This gives us a prior to work with that seems a bit more grounded

In [None]:
# Generate points for the Beta distribution PDF
pdf_y = sp.stats.beta.pdf(x, optimal_alpha, optimal_beta)

# Plot the Beta distribution PDF
plt.figure(figsize=(8, 6))
plt.plot(x, pdf_y, label="Beta PDF (α=282.47, β=110.06)", color='green')

# Add graph details
plt.title("Fitted Beta Distribution PDF", fontsize=14)
plt.xlabel("Probability", fontsize=12)
plt.ylabel("PDF Value", fontsize=12)
plt.axhline(0, color='black', linewidth=0.8, linestyle='--')
plt.axvline(0, color='black', linewidth=0.8, linestyle='--')
plt.legend()
plt.grid(alpha=0.4)
plt.savefig('binom_elicit_beta_pdf_prior.jpg',dpi=300);

Now we can run this through Bayes theorem on the grid

In [None]:
# Bayes theorem
posterior2 = (likelihood*pdf_y)/sum(likelihood*pdf_y)

In [None]:
# Plot posterior over range of p_grid
plt.plot(p_grid, posterior, label='Posterior')
plt.plot(p_grid, likelihood/sum(likelihood), linestyle="-", label='Likelihood')
plt.plot(p_grid, my_prior, linestyle=":", label='Prior')
plt.plot(p_grid, pdf_y/sum(pdf_y), linestyle=":", label='Elicit Prior')
plt.plot(p_grid, posterior2, label='Elict Posterior')

> [MATERIAL PROVIDED]:
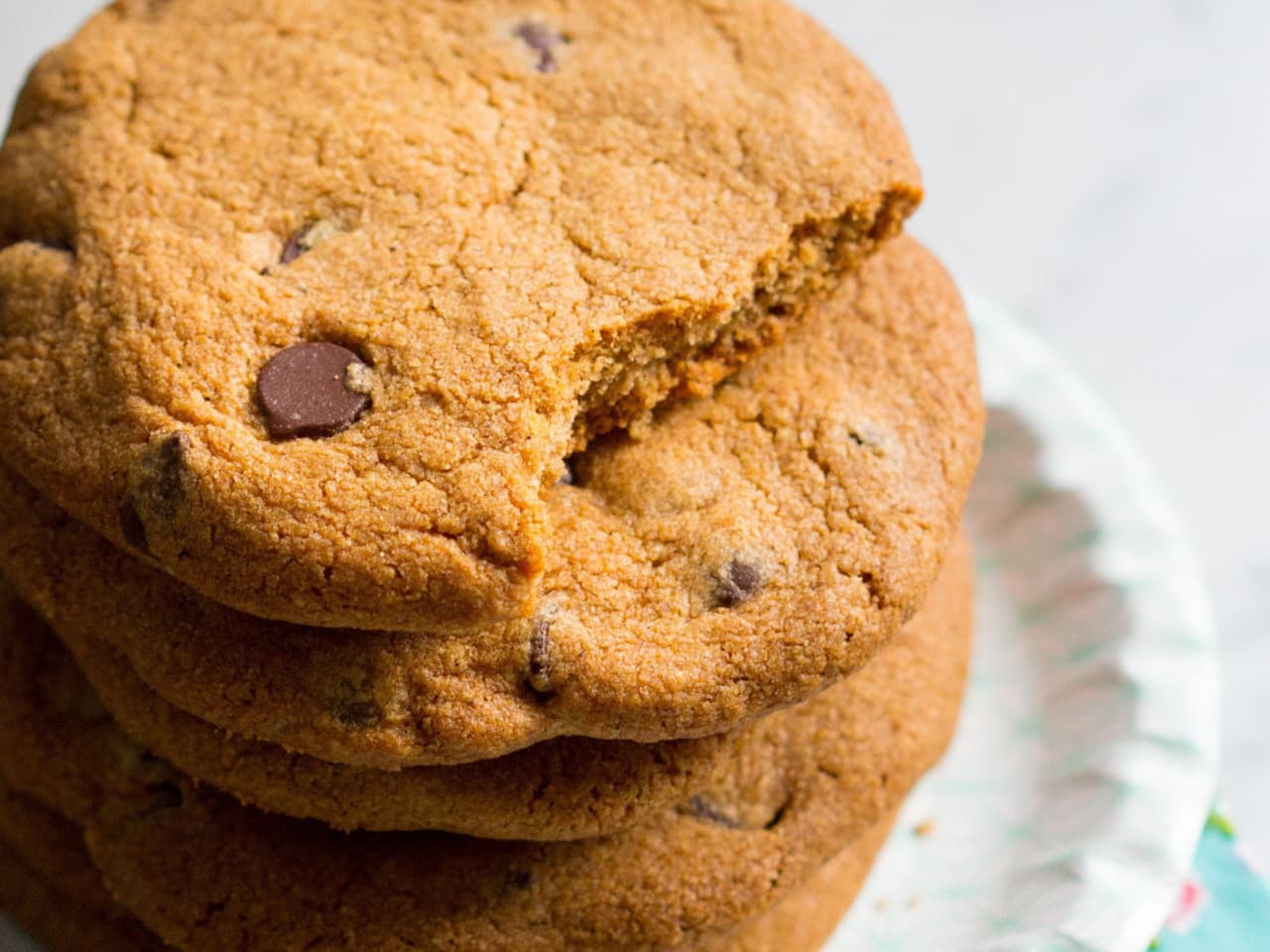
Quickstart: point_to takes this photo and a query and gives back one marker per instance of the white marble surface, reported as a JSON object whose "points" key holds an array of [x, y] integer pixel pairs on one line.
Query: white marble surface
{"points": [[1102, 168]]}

> [TASKS TO PERFORM]:
**a.** Reproduce the Beta prior notebook word for word, starting with "Now we can run" and going on through "posterior2, label='Elict Posterior')".
**b.** Carry the Beta prior notebook forward from the point where it stops.
The lines play no part in this.

> [PER-TASK ANSWERS]:
**a.**
Now we can run this through Bayes theorem on the grid

In [None]:
# Bayes theorem
posterior2 = (likelihood*pdf_y)/sum(likelihood*pdf_y)

In [None]:
# Plot posterior over range of p_grid
plt.plot(p_grid, posterior, label='Posterior')
plt.plot(p_grid, likelihood/sum(likelihood), linestyle="-", label='Likelihood')
plt.plot(p_grid, my_prior, linestyle=":", label='Prior')
plt.plot(p_grid, pdf_y/sum(pdf_y), linestyle=":", label='Elicit Prior')
plt.plot(p_grid, posterior2, label='Elict Posterior')

**b.**
plt.legend()
plt.xlabel('Proportion water'),plt.ylabel('Posterior')
plt.savefig('my_prior_anal2.jpg',dpi=300);

# Multiple respondents

Now in practice we might want to do better than a single person's guess as to the distribution of water; instead we may poll a group of experts on the question at hand. Assuming we have 5 people interviewed, we can undertake the same exercise

In [None]:
# Updated target values
target_cdf_values_multi = [0.5, 0.001, 0.999]
target_prob_ranges = np.array([
    [0.72, 0.68, 0.70],  # Around 0.5
    [0.65, 0.62, 0.69],  # Around 0.001
    [0.80, 0.82, 0.75],  # Around 0.999
]).T

# Define a modified objective function for multiple target points
def objective_multi(params):
    alpha, beta = params
    total_error = 0
    for target_probs, target_cdf in zip(target_prob_ranges, target_cdf_values_multi):
        cdf_values = [sp.stats.beta.cdf(p, alpha, beta) for p in target_probs]
        avg_cdf = np.mean(cdf_values)
        total_error += (avg_cdf - target_cdf)**2
    return total_error

# Minimize the objective function
result_multi = minimize(objective_multi, initial_guess, bounds=bounds)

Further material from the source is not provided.